Sou escritor desde que me
conheço; já enquanto leitor, que era antes dos seis anos, quando entrei na
escola primária de Torre de Dona Chama. Do lado da minha Mãe, havia a nobreza
das letras, que deu historiadores, sociólogos, políticos, filósofos e
jornalistas, mas também, nas artes, um arquitecto e um pintor.
Contra a solidão de leitor,
já escrevedor voraz, meti-me, aos 12 anos, a criar jornais de parede, lá onde
pairava o nome de ex-colega, Afonso Praça. Em letra impressa desde os 14, fui
encontrar, no semanário diocesano Mensageiro
de Bragança (a par de outros, alguns de Lisboa, como a revista Eva, Diário
Popular, A Capital), o reverso de
mim associável à literatura ‒ daí, a tese de doutoramento conjugar literatura e
jornalismo ‒, e não poucas cumplicidades. Destas, nasceram colectâneas a oito
mãos, sendo mais badalada J. C. Falhou Um
Penalty. O balanço lírico é, hoje, de seis títulos com a minha assinatura,
dois em colaboração e 18 presenças em antologias, também desde 1973, quando
Maria Alberta Meneres me integrou em O
Poeta Faz-se aos Dez Anos, na Assírio & Alvim.
Fraca produção para quatro
décadas. O ritmo criador é, em média, menos de um poema por mês, bem pouco em
nação de poetas derramados. A síntese da primeira década, Para Ortense: Variantes, em 1981, quando iniciava funções de leitor
de Português na Universidade de Budapeste, teve palavras amigas de Luís de
Miranda Rocha no Diário de Lisboa ou
de João Rui de Sousa na Colóquio/Letras;
mas poucos conheceram, e menos entreviram, o que de inquietação psíquico-formal
e novas propostas emergiam, pela singela razão de que nascera um aborto gráfico
e me envergonhei de colocar esse livro no mercado. A plaquete Sobre o Danúbio, em 1985, mereceu de Luiz Fagundes Duarte, no JL – Jornal de Letras,
Artes e Ideias, a seguinte apreciação: «A meu ver, este livro representa
muito do que poderá ser a porta de saída do nosso lirismo português...» E,
se venho construindo, como aí se lia, uma «teoria lírica», certo é que só em
2016, quando reunir 45 anos de poemas, se entenderá um percurso já entretanto
aberto pelo discreto Do Movimento
Operário e Outras Viagens.

● ● ● ● ● ● ●

* _Tarefas a resolver_
1. Atualize e reproduza as linhas da listagem, começando na que contém "task: give the mask of every instance of the car" e terminando no fim da listagem. Substitua "windshield" por "headlight" e deixe todo o resto sem alterações.
2. Por favor, dê seguimento ao relato sobre a trajetória literária, começando logo depois da última frase apresentada.

[Itens de marcação de contornos em imagens]

● ● ● ● ● ● ●

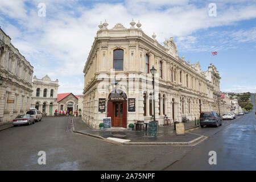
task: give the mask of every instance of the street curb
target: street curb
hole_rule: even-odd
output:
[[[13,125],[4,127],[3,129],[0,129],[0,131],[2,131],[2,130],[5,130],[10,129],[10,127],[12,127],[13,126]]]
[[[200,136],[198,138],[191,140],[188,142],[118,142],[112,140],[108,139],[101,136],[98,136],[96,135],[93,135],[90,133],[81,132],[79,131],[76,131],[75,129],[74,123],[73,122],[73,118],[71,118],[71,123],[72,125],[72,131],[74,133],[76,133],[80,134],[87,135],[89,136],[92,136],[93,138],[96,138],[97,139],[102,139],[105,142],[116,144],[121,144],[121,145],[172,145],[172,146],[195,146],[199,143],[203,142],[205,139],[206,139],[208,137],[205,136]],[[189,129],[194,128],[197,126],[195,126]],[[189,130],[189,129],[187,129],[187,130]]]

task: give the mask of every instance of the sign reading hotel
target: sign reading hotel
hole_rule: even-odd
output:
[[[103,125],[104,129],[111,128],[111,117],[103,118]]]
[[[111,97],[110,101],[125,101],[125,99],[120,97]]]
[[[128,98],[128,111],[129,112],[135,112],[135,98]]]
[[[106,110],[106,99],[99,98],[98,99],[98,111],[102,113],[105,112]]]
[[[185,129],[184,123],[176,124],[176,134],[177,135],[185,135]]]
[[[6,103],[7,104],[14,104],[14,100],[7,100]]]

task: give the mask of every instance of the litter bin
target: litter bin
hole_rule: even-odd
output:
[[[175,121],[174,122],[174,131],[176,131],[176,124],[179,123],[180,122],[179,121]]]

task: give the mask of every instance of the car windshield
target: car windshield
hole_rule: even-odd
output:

● ● ● ● ● ● ●

* _Respostas por tarefa_
1.
task: give the mask of every instance of the car headlight
target: car headlight
hole_rule: even-odd
output:

2.
Na tarde gélida de 1 de
Novembro de 1981, visitei, no castelo de Buda ‒ com aquela vista fabulosa sobre
o Danúbio, o Parlamento, etc. ‒ , o Museu do Movimento Operário, hoje chamado
Ernst Múzeum, dedicado à arte contemporânea. Subitamente, deparo com uma forja
de ferreiro, igual à dos ruídos em minha casa, que me alimentou, e a lima de
meus tenteios literários não abafava. Nasceu, assim, o poema de uma separação
forçada de pais e filhos em país que se resolvia na emigração, como volta a ser
o caso, hoje, com a diferença de que os novos meios de comunicação facilitam os
contactos. Dedicando o romance à memória da Mãe, que pede o segundo poema ‒
«Minha mãe nunca atrasa o meu futuro. / Repito a escansão deste verso e nado em
luz.» ‒, agradecer a Pai artista num título alusivo é o mínimo que se exige.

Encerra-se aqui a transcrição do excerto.